═════ RECORDS SHOWN

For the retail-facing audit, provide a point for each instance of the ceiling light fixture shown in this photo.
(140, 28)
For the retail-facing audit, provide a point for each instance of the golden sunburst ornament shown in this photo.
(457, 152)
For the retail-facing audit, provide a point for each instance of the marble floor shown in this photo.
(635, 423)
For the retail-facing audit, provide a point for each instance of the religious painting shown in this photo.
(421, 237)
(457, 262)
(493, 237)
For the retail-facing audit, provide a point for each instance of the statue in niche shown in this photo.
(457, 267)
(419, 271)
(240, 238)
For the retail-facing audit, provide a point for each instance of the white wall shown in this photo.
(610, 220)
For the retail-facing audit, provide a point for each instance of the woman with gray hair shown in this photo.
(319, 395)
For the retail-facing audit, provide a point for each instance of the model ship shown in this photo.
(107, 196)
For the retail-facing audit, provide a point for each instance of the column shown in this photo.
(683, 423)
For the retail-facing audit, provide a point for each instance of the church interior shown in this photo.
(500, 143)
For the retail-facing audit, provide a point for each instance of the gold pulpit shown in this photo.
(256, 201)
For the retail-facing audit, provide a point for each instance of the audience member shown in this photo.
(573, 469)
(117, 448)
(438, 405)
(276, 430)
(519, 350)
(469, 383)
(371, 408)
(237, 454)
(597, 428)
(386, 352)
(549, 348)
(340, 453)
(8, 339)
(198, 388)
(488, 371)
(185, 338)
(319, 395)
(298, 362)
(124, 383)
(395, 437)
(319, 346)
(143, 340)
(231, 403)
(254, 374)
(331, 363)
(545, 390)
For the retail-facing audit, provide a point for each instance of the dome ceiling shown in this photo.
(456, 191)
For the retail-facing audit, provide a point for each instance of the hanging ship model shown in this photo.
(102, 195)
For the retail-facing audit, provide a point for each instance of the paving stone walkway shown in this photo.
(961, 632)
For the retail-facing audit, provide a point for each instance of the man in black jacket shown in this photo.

══════════

[WHAT THE TASK REQUIRES]
The answer should reproduce each entry above in full.

[TASK SOLUTION]
For the retail-facing audit, provide a point for each instance of the ceiling light fixture shown in this photo.
(140, 28)
For the retail-facing audit, provide a point for each instance of the golden sunburst ornament shown in this photo.
(457, 152)
For the retail-facing audit, provide a point for each instance of the marble floor shown in this photo.
(635, 423)
For the retail-facing audit, provide a point for each instance of the religious painting shown in this photo.
(421, 237)
(457, 262)
(493, 237)
For the retail-facing audit, provide a point for each instance of the statue in niche shown in this photo.
(457, 267)
(419, 271)
(240, 238)
For the retail-facing audit, provide a point for each instance of the white wall shown in this photo.
(610, 220)
For the retail-facing audit, provide a point for each instance of the woman with gray hair shown in this photo.
(319, 395)
For the retail-facing audit, provide a point for each instance of the model ship shown in this photo.
(107, 196)
For the retail-facing audit, provide a point for each instance of the column shown in this photo.
(683, 423)
For the retail-facing audit, provide a point for each instance of the church interior shown in this photo.
(500, 143)
For the retail-facing audit, provide a point for each instance of the gold pulpit shown in this photo.
(256, 201)
For the retail-facing audit, provide a point for each instance of the audience member shown in this photo.
(573, 469)
(117, 448)
(438, 405)
(276, 430)
(519, 350)
(469, 383)
(371, 408)
(237, 454)
(597, 428)
(386, 352)
(549, 348)
(340, 453)
(8, 339)
(198, 388)
(488, 371)
(185, 338)
(319, 395)
(298, 362)
(124, 383)
(395, 437)
(319, 346)
(143, 340)
(231, 403)
(254, 374)
(331, 363)
(545, 390)
For the retail-facing audit, provide a point for each instance of the dome ceiling shown in this photo.
(456, 191)
For the retail-facing audit, provide a point for each instance of the hanging ship model shown in this photo.
(102, 195)
For the retail-facing audit, provide a point for each instance of the paving stone walkway shown in this photo.
(961, 632)
For the retail-facing audit, provide a point for each instance of the man in black jacket shown in this photo.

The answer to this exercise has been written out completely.